Extrait du texte
━━━━━━━━━━━━━━━━
Et qu’on n’aille pas dire qu’une enquête sur les événements est intempestive, et qu’elle entraverait la marche du gouvernement. Messieurs, dans une matière aussi grave, et qui touche de si près à notre existence politique, je ne puis admettre les fins de non-recevoir : être ou n’être pas, voilà toute la question qui nous travaille ; et lorsque la reprise des hostilités est imminente, il est urgent de donner des garanties pour l’avenir, et ces garanties ne peuvent résulter que d’une enquête sévère sur les causes des événements qui ont mis la patrie à deux doigts de sa perte. Loin donc d’entraver la marche du gouvernement, l’enquête que nous proposons lui prêtera une force nouvelle par les garanties qu’elle donnera à la nation, et sinon elle aura pour résultat immédiat de relever le moral du soldat, et de faire renaître cet essor aujourd’hui si nécessaire.
━━━━━━━━━━━━━━━━
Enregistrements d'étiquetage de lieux
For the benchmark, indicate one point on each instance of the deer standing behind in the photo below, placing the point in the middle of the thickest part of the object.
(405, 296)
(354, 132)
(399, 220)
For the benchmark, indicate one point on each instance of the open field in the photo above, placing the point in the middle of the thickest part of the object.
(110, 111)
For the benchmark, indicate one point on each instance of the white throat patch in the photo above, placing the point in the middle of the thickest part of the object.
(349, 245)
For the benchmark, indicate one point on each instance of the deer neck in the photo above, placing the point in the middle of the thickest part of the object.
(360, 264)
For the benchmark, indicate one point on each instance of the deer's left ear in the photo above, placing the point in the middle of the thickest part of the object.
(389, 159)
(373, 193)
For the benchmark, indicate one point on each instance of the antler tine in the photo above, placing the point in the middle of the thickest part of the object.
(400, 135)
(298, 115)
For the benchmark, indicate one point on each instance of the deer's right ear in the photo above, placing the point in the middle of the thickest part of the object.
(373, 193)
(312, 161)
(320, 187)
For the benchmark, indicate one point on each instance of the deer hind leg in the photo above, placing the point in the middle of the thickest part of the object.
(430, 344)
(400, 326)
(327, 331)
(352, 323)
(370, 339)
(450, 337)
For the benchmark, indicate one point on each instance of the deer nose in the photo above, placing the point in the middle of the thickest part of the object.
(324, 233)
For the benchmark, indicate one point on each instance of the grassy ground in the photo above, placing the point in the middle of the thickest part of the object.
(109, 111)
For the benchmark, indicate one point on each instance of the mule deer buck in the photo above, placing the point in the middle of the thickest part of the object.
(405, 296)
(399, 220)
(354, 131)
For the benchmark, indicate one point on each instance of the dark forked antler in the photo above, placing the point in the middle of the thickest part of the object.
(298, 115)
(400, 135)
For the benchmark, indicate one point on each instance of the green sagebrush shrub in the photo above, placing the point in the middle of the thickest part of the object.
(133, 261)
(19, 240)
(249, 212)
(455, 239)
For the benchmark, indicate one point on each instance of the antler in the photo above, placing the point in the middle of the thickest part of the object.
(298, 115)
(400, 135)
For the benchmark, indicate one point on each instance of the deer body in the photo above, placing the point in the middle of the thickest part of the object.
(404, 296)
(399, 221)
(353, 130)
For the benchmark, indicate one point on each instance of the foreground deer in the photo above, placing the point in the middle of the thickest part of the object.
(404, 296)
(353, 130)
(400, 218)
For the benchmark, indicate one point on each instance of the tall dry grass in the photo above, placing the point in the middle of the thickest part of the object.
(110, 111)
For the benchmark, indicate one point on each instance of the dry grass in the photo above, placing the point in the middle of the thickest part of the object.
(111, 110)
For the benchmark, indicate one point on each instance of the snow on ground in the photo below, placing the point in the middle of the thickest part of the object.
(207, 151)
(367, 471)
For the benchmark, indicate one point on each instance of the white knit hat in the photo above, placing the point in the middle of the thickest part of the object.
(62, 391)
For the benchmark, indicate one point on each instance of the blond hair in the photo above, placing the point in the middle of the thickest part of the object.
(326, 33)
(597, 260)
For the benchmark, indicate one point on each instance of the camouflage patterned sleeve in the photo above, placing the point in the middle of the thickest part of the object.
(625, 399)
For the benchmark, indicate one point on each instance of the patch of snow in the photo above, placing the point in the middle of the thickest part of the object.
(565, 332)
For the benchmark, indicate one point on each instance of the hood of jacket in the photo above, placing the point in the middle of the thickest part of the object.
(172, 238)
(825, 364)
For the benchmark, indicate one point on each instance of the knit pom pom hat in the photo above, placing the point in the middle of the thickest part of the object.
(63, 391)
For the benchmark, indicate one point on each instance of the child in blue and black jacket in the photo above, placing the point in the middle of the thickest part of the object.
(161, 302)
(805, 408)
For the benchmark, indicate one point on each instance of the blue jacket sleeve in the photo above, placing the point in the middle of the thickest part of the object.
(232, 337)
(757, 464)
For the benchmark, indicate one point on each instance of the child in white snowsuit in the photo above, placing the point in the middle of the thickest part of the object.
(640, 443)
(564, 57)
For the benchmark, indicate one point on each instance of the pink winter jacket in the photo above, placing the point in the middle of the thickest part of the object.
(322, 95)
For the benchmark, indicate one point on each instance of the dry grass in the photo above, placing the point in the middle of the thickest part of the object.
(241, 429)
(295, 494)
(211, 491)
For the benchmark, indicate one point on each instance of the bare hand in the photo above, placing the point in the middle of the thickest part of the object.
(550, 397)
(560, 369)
━━━━━━━━━━━━━━━━
À faire
[A] Réécrivez plus brièvement le paragraphe du discours sur l'enquête qui commence par « Et qu'on n'aille pas dire », en gardant ses faits principaux.
[B] Donnez la suite du discours sur l'enquête, en partant de sa dernière phrase.
Les lignes n'ont aucun rapport avec le discours sur l'enquête.

Réponses fournies
[A] L'orateur refuse qu'on juge l'enquête intempestive ou nuisible au gouvernement. La question touche à l'existence politique du pays et n'admet aucune fin de non-recevoir. Comme la reprise des hostilités est imminente, il faut des garanties pour l'avenir. Seule une enquête sévère sur les causes des événements qui ont failli perdre la patrie peut les fournir. Loin d'entraver le gouvernement, cette enquête le renforcera par les garanties données à la nation. Elle relèvera aussi aussitôt le moral du soldat et fera renaître l'élan nécessaire.

[B]
Surtout n’exagérons pas, messieurs, les suites de nos revers, comme la Hollande et ses partisans auraient intérêt de le faire. Où sont les champs de bataille témoins de notre défaite et des victoires de l’ennemi ? Non, la Belgique n’est pas encore vaincue : le soleil qui nous éclaire est encore celui de septembre, nos guerriers sont encore ceux qui chassèrent l’étranger du sol de la patrie : avec de tels hommes, mieux organisés et conduits par des chefs braves et expérimentés, la cause de la liberté chez nous ne peut périr.
Je demande qu’une enquête soit faite sur les causes et les auteurs de nos désastres, afin que la chambre puisse statuer comme de droit.
- La chambre ordonne le renvoi de la proposition aux sections.
M. le ministre de la justice (M. Raikem) présente un projet de loi qui soumet tous ceux qui seraient dépositaires d’armes de guerre à en faire la déclaration dans les huit jours, sous peine d’un emprisonnement de quinze jours à six mois ; le projet prévoit plusieurs cas, et contient plusieurs autres dispositions.
- L’impression et la distribution du projet sont ordonnées par la chambre.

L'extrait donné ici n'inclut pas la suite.